* TASK INSTRUCTIONS:
Can you continue the methods passage on MC3T3-E1 cell viability after microencapsulation, picking up right after its final sentence?

***** SUPPLIED PASSAGE *****

Schematic diagram of the microcapsule generator
2.3. MC3T3-E1 cell viability after microencapsulation
Chitosan has osteoconductive properties (Moreau and Xu, 2009; Muzzarelli, 2011) and cell-encapsulating AC microcapsules (AC-cell microcapsules) were prepared just before mixing with the CPC paste. As a preliminary investigation, MC3T3-E1 cells were cultured in A-cell microcapsules in a culture medium to investigate the cell viability after microencapsulation. The medium was changed every 3 d. A Wst-8 kit (Dojindo, Beijing, China) was used for this assay at Days 1, 4, 7, 14, and 21 after encapsulation. At each time point, 100 μl of A-cell microcapsules were placed at the bottom of one well of a 24-well plate and washed with 1 ml of Tyrode’s HEPES buffer (140 mmol/L NaCl, 0.34 mmol/L Na2HPO4, 2.9 mmol/L KCl, 10 mmol/L HEPES, 12 mmol/L NaHCO3, 5 mmol/L glucose; pH 7.4) (Zhao et al., 2011). Then, 500 μl of Tyrode’s HEPES buffer and 50 μl of Wst-8 solution were added to the well (n=4). After 6 h incubation at 37 °C, 200 μl of each reaction mixture was transferred into a 96-well plate and the absorbance at 450 nm was measured with a microplate reader (Bio-Tek Instruments ELX800). Microcapsules without cells were used as blank controls (n=3). A live/dead assay was performed at Days 1, 4, 7, 14, and 21. The cell culture medium was removed and the A-cell microcapsules were removed from the flasks and washed with Tyrode’s HEPES buffer. Then, 100 μl A-cell microcapsules, 300 μl Tyrode’s HEPES buffer, and 200 μl phosphate buffered saline (PBS) containing 0.002 mmol/L calcein-AM (acetomethoxy derivate of calcein) and 0.004 mmol/L propidium iodide (PI) (Dojindo) were added to each specimen (n=6). After 15 min incubation at 37 °C, the cells were observed by epifluorescent microscopy (Nikon Eclipse TE-2000US).

***** SUPPLIED ENTRIES *****

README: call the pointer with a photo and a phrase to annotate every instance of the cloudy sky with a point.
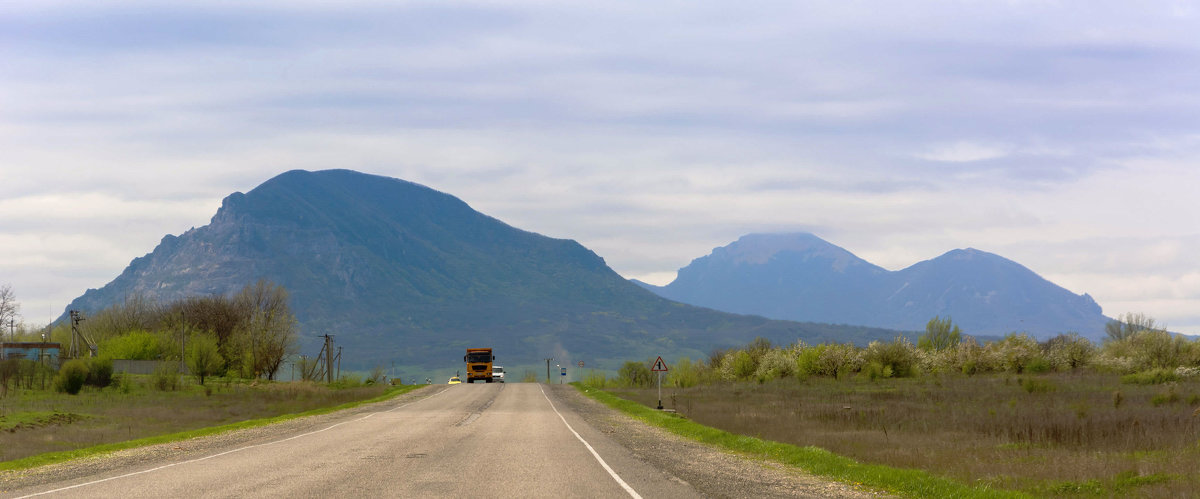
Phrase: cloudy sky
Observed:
(1061, 134)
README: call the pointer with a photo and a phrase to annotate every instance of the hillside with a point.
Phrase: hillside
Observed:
(802, 277)
(400, 272)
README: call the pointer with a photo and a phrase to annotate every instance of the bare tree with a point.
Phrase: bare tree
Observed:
(269, 330)
(9, 306)
(1128, 325)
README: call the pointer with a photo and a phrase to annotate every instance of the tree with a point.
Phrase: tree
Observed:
(203, 358)
(9, 306)
(268, 331)
(1128, 325)
(940, 334)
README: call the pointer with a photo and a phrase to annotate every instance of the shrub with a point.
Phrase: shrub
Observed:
(634, 374)
(71, 377)
(133, 346)
(1015, 352)
(807, 360)
(1069, 352)
(1151, 377)
(779, 362)
(684, 373)
(1038, 365)
(100, 372)
(838, 360)
(899, 356)
(166, 377)
(593, 378)
(738, 365)
(940, 334)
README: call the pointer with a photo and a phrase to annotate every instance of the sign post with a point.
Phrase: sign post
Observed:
(660, 367)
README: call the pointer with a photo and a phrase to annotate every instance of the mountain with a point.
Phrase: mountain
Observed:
(400, 272)
(803, 277)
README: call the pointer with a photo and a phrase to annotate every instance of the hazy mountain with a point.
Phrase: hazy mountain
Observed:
(802, 277)
(402, 272)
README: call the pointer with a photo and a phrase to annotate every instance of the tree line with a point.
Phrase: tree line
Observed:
(246, 334)
(1134, 346)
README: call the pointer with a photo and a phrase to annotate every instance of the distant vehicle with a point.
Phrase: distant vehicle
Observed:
(479, 364)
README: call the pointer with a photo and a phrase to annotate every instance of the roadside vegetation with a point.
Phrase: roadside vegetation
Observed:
(1057, 418)
(233, 348)
(37, 427)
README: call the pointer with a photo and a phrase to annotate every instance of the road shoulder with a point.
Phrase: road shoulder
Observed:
(709, 470)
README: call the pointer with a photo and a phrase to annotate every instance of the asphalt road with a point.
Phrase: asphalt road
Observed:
(486, 440)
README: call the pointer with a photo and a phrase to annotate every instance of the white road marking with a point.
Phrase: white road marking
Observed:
(633, 493)
(226, 452)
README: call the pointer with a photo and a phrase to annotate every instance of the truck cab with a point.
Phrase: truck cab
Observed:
(479, 365)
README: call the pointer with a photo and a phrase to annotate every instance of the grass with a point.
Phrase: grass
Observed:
(103, 420)
(911, 482)
(1047, 434)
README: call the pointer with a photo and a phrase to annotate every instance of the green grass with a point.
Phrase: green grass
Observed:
(57, 457)
(910, 482)
(36, 419)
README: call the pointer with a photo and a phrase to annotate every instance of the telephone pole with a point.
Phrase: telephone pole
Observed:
(329, 359)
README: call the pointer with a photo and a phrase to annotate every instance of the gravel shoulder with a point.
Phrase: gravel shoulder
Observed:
(712, 472)
(184, 450)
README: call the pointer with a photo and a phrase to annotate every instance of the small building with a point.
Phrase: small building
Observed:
(48, 353)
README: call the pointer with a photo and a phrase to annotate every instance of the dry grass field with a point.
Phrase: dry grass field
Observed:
(34, 422)
(1050, 434)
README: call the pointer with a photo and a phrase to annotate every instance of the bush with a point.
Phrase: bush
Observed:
(1069, 352)
(133, 346)
(777, 364)
(738, 365)
(838, 360)
(1152, 377)
(634, 374)
(899, 358)
(807, 360)
(166, 377)
(71, 377)
(100, 372)
(1015, 352)
(684, 373)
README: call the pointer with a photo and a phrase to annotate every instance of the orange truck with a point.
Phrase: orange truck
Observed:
(479, 364)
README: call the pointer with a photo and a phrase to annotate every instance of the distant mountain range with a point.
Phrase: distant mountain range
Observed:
(400, 272)
(803, 277)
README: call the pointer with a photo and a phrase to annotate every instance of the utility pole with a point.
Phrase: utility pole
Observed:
(329, 359)
(76, 317)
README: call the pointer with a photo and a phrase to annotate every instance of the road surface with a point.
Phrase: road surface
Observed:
(484, 440)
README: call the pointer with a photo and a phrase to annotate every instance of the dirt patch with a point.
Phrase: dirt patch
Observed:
(713, 472)
(35, 421)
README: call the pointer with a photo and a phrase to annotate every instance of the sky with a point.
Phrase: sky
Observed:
(1061, 134)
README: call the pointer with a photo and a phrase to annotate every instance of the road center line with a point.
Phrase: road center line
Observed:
(633, 493)
(227, 452)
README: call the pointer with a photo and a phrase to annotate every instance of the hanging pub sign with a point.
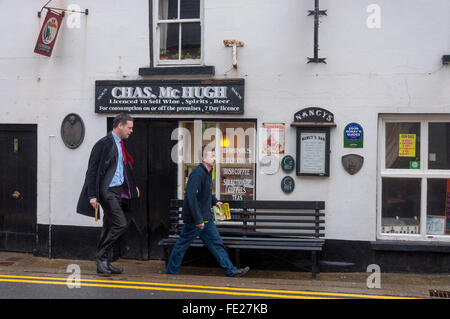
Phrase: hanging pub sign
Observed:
(170, 96)
(313, 141)
(49, 31)
(353, 136)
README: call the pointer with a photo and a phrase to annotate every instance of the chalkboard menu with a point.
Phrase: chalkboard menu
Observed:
(313, 141)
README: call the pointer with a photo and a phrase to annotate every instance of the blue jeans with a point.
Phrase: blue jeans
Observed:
(210, 237)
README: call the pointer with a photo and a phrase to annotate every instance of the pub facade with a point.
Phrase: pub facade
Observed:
(355, 105)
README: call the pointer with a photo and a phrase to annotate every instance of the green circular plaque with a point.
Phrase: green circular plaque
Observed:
(287, 184)
(287, 164)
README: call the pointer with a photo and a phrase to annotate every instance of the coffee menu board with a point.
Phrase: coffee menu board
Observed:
(312, 157)
(237, 182)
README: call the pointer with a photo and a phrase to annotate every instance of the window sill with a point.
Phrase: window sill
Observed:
(178, 70)
(394, 245)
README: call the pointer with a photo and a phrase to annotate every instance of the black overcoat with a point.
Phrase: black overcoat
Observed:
(101, 168)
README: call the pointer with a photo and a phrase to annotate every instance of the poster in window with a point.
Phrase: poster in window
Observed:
(435, 225)
(236, 182)
(447, 208)
(407, 145)
(312, 157)
(273, 138)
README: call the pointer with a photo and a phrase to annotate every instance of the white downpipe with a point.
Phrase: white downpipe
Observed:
(50, 195)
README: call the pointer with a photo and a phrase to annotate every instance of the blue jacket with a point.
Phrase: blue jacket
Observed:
(198, 198)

*****

* RESPONSE TO THIS TASK:
2.4. CPC-cell construct preparation
A-cell microcapsules were washed with sterilized saline (155 mmol/L NaCl) thrice, immersed in a 0.5% (w/w) chitosan liquid (degree of deacetylation (DD)>90%, molecular weight (MW)=57 000; Dalian Institute of Chemical Physics, China), stirred with a glass rod continuously for 5 min, and washed with sterilized saline thrice to obtain AC-cell microcapsules (Xie et al., 2010). AC-cell microcapsules were then mixed with fresh CPC paste (n=6), which we referred to as the “CPC-AC-cell” group. For each sample, 0.2 g β-TCP/CPC powder was added to one well of a 24-well plate and mixed with 0.2 ml of liquid to form a paste sufficient to cover the bottom completely; the paste volume was approximately 200 μl. Then, 200 μl of AC-cell microcapsules were thoroughly mixed with fresh CPC paste. The ratio of the volume of microcapsules to the total volume of CPC plus microcapsules was approximately 50% (Simon et al., 2004; Deville et al., 2006; Weir et al., 2006; Zhao et al., 2010a; 2010b). Following incubation for 15 min (initial setting time, I-ST) (van den Vreken et al., 2010), 1.5 ml of fresh medium was added into each well until the construct was completely submerged.
Because previous studies indicated that the CPC induced pH and ionic changes of the culture medium during the incubation period (Taira et al., 2003), the culture medium was changed after the first 12 h co-incubation. For the first 2 d, the medium was changed once a day. From Day 3 on, it was changed every 3 d. A-cell microcapsules mixed with fresh CPC paste (n=6) were referred to as the “CPC-A-cell” group.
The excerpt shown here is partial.